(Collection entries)
==================================================

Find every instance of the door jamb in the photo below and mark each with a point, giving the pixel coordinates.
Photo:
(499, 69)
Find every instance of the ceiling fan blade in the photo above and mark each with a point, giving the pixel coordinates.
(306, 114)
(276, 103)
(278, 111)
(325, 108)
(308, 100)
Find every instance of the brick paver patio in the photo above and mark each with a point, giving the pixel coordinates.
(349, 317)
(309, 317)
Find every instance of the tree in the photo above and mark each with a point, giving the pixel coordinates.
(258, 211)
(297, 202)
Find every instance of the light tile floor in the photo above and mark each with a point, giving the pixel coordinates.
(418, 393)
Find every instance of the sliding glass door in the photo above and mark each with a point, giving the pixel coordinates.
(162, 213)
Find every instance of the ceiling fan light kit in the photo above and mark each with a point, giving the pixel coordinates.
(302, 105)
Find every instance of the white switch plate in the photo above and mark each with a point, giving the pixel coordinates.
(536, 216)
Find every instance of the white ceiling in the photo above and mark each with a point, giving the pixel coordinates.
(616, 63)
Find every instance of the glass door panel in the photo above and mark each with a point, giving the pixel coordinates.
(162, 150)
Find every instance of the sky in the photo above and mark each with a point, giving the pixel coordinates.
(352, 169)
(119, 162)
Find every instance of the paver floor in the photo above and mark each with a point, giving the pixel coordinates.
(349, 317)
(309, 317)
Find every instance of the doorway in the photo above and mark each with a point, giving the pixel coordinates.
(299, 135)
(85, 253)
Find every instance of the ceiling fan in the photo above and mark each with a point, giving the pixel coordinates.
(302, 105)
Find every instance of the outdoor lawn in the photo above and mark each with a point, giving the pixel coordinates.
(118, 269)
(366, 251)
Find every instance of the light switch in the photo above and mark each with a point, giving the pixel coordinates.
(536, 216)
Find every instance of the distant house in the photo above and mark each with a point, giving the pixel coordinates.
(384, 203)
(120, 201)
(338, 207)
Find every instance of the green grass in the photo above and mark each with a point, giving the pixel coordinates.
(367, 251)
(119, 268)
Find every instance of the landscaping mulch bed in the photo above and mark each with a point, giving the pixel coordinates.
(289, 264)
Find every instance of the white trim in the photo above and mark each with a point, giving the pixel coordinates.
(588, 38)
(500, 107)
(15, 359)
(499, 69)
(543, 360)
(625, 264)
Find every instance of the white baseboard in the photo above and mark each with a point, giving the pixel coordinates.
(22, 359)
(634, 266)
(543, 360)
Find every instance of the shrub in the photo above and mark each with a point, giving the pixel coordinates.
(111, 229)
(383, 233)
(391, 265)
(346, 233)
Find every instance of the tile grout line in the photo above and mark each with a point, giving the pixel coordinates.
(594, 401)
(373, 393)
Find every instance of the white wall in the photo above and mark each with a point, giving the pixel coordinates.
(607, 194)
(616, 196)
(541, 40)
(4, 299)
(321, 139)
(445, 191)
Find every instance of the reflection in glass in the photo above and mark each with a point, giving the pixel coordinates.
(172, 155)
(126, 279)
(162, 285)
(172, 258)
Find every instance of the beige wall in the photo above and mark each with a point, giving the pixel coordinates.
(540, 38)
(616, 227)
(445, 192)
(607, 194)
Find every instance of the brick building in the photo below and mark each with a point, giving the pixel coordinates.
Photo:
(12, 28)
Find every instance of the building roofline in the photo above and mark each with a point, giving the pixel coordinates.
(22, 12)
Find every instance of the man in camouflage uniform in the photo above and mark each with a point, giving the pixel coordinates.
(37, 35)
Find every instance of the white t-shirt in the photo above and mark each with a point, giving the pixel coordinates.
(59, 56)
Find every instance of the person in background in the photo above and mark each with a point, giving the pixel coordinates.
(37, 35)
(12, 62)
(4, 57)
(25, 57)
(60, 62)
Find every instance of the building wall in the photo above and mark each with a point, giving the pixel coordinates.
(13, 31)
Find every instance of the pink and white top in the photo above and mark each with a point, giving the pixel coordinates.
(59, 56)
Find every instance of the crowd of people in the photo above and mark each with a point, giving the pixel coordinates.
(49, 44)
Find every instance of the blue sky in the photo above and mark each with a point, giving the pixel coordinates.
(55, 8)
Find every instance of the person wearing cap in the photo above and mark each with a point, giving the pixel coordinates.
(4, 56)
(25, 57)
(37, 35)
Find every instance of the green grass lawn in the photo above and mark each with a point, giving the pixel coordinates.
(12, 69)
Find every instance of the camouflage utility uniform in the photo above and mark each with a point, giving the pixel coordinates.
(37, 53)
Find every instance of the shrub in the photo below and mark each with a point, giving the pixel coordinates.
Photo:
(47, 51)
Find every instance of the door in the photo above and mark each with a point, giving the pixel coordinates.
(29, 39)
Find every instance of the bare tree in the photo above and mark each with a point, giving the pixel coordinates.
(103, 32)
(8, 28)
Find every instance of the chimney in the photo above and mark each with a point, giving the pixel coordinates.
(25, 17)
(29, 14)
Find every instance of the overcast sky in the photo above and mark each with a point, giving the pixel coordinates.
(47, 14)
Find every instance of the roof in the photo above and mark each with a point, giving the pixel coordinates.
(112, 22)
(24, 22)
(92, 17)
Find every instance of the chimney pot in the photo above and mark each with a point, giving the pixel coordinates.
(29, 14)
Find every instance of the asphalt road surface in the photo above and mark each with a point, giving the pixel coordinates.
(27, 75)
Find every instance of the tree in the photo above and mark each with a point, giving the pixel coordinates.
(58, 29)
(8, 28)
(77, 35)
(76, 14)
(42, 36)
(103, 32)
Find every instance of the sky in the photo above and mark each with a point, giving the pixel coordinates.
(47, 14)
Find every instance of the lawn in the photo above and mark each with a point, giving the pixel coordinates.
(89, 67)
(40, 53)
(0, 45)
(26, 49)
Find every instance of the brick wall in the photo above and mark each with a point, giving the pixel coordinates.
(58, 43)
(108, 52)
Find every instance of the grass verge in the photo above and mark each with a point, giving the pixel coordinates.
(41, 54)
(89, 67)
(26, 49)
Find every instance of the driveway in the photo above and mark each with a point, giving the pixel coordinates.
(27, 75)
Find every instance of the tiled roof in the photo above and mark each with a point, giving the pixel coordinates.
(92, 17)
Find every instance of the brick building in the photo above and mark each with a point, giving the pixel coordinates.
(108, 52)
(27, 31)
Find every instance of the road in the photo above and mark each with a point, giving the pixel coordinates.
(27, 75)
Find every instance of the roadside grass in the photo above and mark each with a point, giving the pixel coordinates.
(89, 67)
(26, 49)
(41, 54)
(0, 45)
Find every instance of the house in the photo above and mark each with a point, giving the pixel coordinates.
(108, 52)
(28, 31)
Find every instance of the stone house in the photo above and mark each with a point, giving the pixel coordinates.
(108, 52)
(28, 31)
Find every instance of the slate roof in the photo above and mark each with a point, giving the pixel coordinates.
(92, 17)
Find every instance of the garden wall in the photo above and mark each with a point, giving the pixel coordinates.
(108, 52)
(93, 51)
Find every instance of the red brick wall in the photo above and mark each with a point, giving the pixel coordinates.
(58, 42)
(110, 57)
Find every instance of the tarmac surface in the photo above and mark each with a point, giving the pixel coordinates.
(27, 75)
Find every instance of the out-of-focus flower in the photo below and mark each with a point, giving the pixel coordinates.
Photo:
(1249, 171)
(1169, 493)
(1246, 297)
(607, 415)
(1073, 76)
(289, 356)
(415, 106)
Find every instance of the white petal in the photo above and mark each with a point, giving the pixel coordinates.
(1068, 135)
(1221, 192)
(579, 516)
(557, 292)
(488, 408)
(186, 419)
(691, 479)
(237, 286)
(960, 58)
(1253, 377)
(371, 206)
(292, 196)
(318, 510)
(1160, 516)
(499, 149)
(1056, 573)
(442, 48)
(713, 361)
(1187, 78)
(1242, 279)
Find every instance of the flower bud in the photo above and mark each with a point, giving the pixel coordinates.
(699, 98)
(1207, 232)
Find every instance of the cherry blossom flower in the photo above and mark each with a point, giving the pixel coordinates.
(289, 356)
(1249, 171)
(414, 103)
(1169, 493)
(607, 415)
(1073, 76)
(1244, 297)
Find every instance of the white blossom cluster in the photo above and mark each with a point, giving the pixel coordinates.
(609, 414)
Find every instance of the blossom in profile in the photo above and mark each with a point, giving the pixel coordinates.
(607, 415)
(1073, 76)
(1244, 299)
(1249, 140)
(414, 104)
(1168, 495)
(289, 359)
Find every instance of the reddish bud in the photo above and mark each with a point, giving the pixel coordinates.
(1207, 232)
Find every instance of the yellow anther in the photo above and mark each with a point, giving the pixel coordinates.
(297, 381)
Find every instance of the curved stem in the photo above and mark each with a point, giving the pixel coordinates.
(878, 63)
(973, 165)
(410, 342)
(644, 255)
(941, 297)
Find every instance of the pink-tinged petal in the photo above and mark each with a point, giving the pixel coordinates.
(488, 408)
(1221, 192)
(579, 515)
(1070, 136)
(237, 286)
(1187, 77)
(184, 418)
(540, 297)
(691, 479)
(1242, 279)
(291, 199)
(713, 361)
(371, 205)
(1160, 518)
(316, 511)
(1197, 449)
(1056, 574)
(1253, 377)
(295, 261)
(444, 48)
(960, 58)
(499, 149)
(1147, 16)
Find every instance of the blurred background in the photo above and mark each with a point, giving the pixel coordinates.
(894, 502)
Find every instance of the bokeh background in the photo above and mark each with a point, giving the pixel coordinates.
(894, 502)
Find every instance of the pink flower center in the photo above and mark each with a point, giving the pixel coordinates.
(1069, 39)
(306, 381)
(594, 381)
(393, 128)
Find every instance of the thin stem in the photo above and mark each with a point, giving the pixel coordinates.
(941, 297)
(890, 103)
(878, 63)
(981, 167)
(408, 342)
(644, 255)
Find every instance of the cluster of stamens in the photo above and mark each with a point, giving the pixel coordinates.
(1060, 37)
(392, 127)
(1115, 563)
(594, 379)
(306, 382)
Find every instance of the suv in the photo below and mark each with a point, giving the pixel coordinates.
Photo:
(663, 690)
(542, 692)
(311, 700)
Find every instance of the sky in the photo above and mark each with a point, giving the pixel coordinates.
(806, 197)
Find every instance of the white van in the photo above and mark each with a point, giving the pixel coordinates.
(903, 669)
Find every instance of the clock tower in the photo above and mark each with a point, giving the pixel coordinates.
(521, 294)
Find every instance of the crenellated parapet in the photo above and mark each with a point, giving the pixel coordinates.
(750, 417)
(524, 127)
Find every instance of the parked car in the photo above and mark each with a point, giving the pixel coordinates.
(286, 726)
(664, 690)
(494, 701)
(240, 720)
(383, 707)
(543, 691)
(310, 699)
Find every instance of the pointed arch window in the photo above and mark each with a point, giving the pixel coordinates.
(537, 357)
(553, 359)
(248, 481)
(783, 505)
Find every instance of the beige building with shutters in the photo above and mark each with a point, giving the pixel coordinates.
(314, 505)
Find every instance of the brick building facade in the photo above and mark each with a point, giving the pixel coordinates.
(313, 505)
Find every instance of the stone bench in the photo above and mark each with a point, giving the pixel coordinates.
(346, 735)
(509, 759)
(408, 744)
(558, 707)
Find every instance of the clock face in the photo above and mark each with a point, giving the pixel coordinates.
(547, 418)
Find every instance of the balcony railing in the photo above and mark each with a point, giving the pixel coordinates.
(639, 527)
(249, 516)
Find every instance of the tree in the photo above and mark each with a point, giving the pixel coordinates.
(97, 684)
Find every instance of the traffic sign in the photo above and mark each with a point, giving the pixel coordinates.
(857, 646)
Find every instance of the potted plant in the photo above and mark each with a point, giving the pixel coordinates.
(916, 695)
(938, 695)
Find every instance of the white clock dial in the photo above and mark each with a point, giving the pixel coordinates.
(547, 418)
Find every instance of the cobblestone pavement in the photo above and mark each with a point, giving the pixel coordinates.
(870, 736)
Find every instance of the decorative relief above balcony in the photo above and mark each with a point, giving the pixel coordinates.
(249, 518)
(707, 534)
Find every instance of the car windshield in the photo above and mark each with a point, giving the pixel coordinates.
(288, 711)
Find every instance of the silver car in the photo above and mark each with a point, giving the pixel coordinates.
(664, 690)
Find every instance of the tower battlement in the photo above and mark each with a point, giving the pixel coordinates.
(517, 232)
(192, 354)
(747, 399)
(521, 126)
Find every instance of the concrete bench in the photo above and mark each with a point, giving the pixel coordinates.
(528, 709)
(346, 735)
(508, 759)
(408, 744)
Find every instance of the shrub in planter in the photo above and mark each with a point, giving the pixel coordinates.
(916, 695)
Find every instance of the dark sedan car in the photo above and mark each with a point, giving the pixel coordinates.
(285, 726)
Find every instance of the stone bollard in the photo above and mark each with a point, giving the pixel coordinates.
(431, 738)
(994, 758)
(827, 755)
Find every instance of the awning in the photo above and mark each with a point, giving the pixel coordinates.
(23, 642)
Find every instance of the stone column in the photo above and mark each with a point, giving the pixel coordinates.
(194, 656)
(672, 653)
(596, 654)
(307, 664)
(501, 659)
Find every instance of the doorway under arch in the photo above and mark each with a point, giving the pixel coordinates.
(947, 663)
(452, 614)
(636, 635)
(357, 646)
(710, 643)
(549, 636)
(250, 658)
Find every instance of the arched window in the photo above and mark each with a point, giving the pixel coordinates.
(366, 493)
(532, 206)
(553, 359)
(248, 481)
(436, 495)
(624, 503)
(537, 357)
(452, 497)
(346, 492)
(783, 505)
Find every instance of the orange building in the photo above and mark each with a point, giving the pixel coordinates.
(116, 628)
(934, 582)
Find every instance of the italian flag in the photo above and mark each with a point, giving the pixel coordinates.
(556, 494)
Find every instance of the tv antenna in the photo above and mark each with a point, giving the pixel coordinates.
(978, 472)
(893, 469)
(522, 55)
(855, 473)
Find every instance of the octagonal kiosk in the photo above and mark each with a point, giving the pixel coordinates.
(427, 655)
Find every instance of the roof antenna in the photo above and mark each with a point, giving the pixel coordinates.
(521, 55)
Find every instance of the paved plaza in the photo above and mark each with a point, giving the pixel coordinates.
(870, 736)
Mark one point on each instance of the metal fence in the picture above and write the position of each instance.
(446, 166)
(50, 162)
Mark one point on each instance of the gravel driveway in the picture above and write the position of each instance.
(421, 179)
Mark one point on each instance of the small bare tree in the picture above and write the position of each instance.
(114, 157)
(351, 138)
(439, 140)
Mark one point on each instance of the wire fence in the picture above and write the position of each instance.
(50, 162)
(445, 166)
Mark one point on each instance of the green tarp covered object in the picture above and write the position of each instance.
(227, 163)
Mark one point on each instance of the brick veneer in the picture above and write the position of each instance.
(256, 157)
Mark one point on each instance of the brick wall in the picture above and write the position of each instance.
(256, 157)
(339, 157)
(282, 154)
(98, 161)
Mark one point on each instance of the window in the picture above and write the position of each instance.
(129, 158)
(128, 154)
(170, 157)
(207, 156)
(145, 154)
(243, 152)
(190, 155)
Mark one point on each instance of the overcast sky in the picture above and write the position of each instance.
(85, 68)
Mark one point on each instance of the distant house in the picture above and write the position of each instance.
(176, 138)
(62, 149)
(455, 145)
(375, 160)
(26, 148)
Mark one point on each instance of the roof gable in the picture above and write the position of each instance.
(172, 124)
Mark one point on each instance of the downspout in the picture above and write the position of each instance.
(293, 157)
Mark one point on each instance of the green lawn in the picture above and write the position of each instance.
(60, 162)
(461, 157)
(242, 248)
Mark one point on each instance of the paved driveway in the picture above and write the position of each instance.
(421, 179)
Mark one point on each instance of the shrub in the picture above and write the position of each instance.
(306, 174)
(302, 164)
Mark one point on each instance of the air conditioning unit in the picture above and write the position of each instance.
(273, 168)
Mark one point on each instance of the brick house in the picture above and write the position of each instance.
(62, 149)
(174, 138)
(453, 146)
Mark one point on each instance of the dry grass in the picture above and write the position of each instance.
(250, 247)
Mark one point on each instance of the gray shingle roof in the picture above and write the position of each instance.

==================================================

Exercise instructions:
Where a line of the data includes the string "below", list that line.

Solution for this problem:
Find every instance of the door jamb in the photo below and mark each with a point, giving the pixel coordinates.
Find every instance of the brick building in the photo below and mark each with a point, giving the pixel coordinates.
Find every instance of the shrub in the photo below and mark each with a point, giving the pixel coordinates.
Find every instance of the out-of-focus flower in the photo below and mark each with a point, giving the pixel coordinates.
Find every instance of the suv in the photo below and mark each with a point, giving the pixel coordinates.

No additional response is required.